* **Task requirements**: Show each line in the entries below that contains the string "format".

* **Entries on locating named things**:
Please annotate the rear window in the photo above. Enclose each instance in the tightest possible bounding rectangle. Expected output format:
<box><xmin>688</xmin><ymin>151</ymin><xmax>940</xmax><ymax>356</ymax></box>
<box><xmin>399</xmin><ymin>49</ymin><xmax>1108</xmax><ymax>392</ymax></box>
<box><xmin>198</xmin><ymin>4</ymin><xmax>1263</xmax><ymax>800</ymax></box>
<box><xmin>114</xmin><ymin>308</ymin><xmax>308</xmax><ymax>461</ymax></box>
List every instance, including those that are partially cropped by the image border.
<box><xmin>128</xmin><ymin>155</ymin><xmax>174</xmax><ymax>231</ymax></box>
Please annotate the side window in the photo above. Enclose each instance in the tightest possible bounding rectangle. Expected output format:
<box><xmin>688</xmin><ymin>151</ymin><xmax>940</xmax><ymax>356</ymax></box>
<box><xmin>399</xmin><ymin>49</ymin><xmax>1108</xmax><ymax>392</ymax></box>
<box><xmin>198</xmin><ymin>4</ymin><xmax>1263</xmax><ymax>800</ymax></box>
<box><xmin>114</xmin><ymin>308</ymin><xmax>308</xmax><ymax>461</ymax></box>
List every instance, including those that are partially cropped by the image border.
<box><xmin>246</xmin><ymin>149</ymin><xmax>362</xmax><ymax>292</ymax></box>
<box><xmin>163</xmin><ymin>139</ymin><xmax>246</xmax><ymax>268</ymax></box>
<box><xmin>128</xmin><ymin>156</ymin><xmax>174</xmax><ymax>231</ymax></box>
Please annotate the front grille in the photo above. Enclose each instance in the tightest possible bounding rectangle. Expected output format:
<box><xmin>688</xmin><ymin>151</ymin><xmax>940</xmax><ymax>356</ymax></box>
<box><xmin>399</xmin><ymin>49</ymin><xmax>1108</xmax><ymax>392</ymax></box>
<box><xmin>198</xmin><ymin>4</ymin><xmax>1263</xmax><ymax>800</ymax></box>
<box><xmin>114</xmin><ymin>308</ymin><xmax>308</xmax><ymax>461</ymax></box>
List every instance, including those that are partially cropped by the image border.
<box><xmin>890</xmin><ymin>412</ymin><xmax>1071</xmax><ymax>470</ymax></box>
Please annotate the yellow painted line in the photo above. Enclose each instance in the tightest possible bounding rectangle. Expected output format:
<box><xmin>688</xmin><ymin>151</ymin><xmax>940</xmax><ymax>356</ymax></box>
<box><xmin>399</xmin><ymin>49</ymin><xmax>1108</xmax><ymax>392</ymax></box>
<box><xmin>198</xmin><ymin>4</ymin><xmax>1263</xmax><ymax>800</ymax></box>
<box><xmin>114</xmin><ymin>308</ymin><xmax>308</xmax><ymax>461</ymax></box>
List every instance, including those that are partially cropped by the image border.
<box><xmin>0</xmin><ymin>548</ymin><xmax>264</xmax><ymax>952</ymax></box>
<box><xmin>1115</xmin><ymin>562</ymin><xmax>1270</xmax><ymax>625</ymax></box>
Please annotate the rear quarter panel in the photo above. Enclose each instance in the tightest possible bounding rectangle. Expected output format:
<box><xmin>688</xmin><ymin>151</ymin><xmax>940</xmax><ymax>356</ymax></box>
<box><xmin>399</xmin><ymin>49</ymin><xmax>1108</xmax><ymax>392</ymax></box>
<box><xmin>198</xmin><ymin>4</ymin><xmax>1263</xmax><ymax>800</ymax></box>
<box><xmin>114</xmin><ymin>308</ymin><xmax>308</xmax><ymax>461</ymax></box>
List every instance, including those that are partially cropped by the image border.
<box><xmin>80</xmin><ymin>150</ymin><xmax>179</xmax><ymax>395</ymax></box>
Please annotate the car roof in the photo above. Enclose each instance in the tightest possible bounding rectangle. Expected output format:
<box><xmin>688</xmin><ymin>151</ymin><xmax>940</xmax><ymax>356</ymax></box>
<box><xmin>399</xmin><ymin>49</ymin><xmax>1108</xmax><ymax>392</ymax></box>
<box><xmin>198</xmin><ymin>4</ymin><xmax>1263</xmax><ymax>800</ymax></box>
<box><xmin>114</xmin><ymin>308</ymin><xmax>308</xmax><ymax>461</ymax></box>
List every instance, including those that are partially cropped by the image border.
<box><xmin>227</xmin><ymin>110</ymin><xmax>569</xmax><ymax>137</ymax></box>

* **Complete output**:
Please annotate the rear window in the photo above. Enclose each instance in the tightest possible bounding rectangle. Expected output format:
Please annotate the side window in the photo above. Enclose each instance in the tightest possible bounding rectangle. Expected output format:
Please annotate the front grille in the photo above. Enclose each instance in the tightest possible bounding rectangle. Expected output format:
Please annotate the yellow painted line in the photo above. Enclose each instance in the tightest possible bounding rectangle. Expected output format:
Please annotate the rear quarter panel in the photo above. Enclose each instance in the tightest possible bounding rectangle. Expected output format:
Please annotate the car roof in the photo above. Enclose each instance in the tightest possible bounding rectangle. Expected output format:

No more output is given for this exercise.